Natural-language object grounding data:
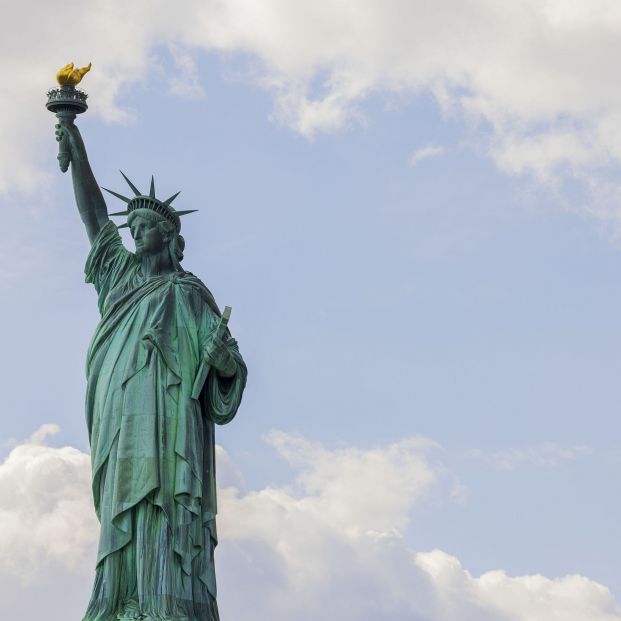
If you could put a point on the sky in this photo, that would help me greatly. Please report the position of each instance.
(414, 210)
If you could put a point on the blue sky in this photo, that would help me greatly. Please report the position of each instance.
(416, 225)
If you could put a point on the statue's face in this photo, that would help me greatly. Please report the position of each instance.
(147, 235)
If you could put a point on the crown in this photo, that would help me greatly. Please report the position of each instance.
(142, 201)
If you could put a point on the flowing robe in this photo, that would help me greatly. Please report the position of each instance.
(152, 444)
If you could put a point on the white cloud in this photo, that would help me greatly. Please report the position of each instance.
(538, 77)
(429, 151)
(327, 546)
(46, 514)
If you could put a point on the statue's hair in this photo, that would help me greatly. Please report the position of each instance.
(176, 243)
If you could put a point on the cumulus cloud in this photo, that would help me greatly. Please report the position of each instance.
(427, 152)
(329, 545)
(535, 79)
(46, 515)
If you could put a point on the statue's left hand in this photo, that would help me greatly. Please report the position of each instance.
(218, 355)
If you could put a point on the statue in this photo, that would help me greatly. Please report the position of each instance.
(162, 368)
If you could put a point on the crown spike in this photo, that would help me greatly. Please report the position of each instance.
(123, 198)
(183, 213)
(171, 199)
(135, 190)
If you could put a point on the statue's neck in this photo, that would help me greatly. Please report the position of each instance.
(157, 264)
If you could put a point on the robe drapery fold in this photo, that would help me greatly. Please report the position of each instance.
(150, 441)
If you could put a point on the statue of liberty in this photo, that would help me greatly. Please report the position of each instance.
(162, 368)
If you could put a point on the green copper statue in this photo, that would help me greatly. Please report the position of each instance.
(162, 368)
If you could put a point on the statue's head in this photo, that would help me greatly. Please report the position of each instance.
(152, 234)
(154, 224)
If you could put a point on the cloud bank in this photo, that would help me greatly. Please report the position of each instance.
(329, 545)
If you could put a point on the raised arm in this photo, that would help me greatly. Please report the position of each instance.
(88, 196)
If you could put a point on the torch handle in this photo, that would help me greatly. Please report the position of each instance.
(65, 117)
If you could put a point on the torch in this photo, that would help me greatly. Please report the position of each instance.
(67, 102)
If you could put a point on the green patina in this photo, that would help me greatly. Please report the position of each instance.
(162, 368)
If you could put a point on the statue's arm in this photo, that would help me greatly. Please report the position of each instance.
(88, 196)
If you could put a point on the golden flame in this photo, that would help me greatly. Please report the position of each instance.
(70, 76)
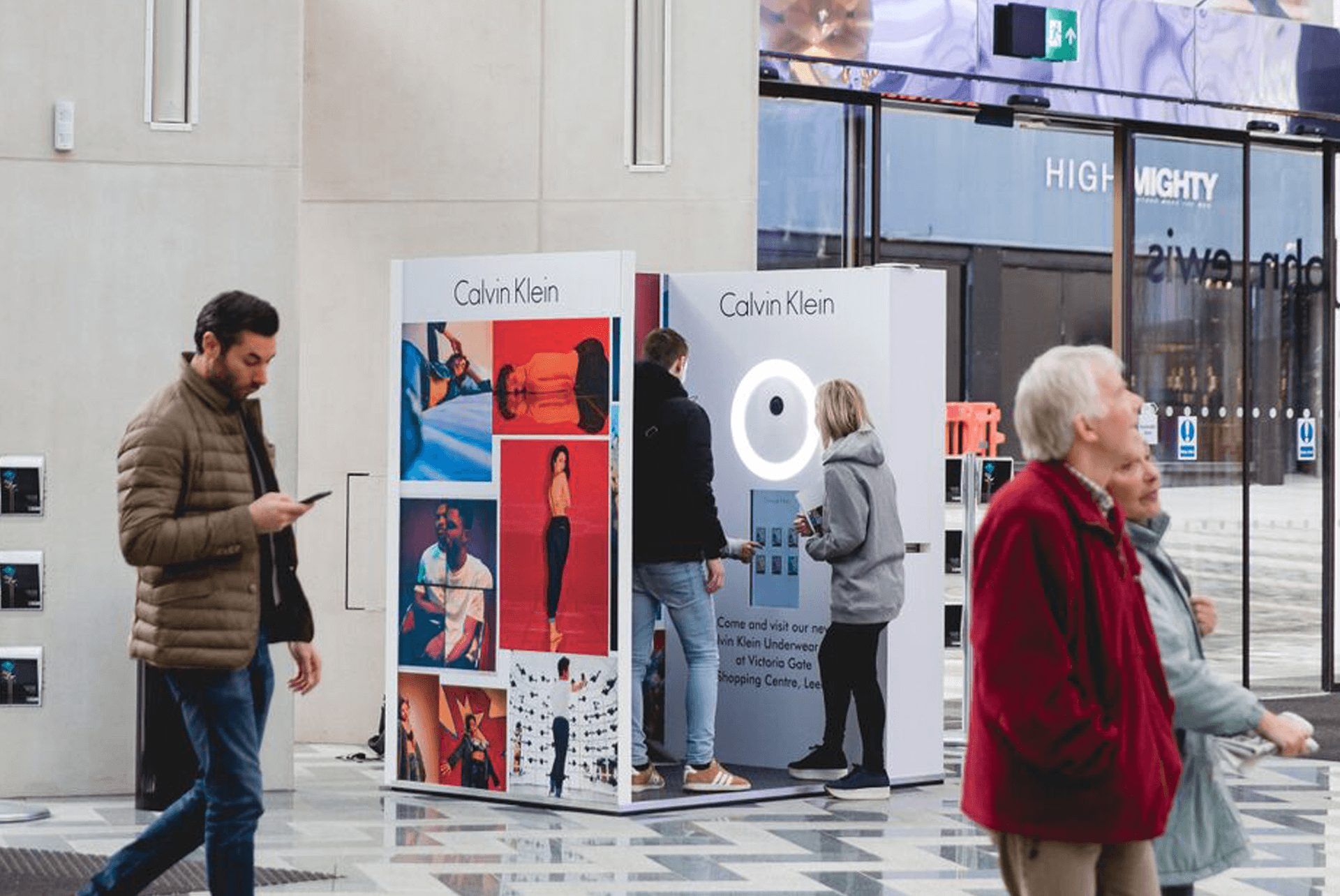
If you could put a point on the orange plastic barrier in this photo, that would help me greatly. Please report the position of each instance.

Task directions: Copy the preceding data in full and word for word, dropping its pictures.

Answer section:
If you could put a point on the sky in this photo, that would help me greatly. Please report the position of each instance.
(414, 210)
If you could put a point on the blue sky in this photo, that would help me greatly. Please report the position of each instance.
(416, 225)
If you could put a point on the statue's face in this photo, that would help me greatly. Please report the position of each instance.
(147, 235)
If you could put a point on the crown in this photo, that would help me greatly. Please report the position of each instance.
(142, 201)
If you could put a point on the flowing robe in this photo, that would help me greatly. Please report the position of each instance.
(152, 444)
If you could put a point on the white cloud in this photo, that would help me greatly. Please report the position of each instance.
(538, 77)
(429, 151)
(327, 546)
(46, 514)
If you could put a point on the statue's hair in this photo, that would help me greatly. Please report the position of each instance.
(176, 243)
If you could put a point on the cumulus cloud in this photo, that would help me greatly. Please report the position of each instance.
(427, 152)
(329, 545)
(535, 79)
(46, 515)
If you could put a point on the statue's left hand in this photo, that would help me greatly. Please report the position of each instance.
(218, 355)
If you could put a point on the statue in this photo, that would help me greatly. Please report the position of each instance.
(162, 368)
If you could put a point on the crown spike in this photo, that would help me greatly. Please report the position of each instance.
(123, 198)
(183, 213)
(171, 199)
(135, 190)
If you could put a point on the statue's neck in this photo, that would help me greatly. Please report the position of each instance.
(157, 264)
If you could put a point on the robe drapery fold in this photo, that would help me greatly. Please report the position of each instance.
(150, 441)
If you could put a point on the statue of liberty in this photo, that would help me greatly. Please report the position of each instance.
(162, 368)
If you could put a point on the green copper statue in this photo, that would help me greatly. Please report the position of each instance.
(162, 368)
If you could put a point on the statue's head in this photo, that would help me greatly. Please report the position of each instance.
(152, 234)
(154, 224)
If you could put a point on the cloud bank in this photo, that would help me greatly. Please report the position of each instance.
(329, 545)
If you could put a point on the raised arm in this photo, that would help me greatly. Please report the position of each instance.
(88, 196)
If you could put a point on the torch handle in this photo, that would help me greatly. Please report the position of each instance.
(65, 117)
If you could put a point on the torch in this photo, that would help me greatly. Please report the position of each instance.
(67, 102)
If you could put a point on the green patina in this photo, that would help me greatly. Please report the position of each instance.
(162, 368)
If you could put a point on the statue's arm in this photo, that would help me greatly. Please report the position of each instance.
(88, 196)
If you could put a point on the golden flame in this photo, that would help me greatly. Please report the position of each instance.
(70, 76)
If you could put a point on the orange plastic barrier in this photo, that would help me greatly. Please report the position of each instance.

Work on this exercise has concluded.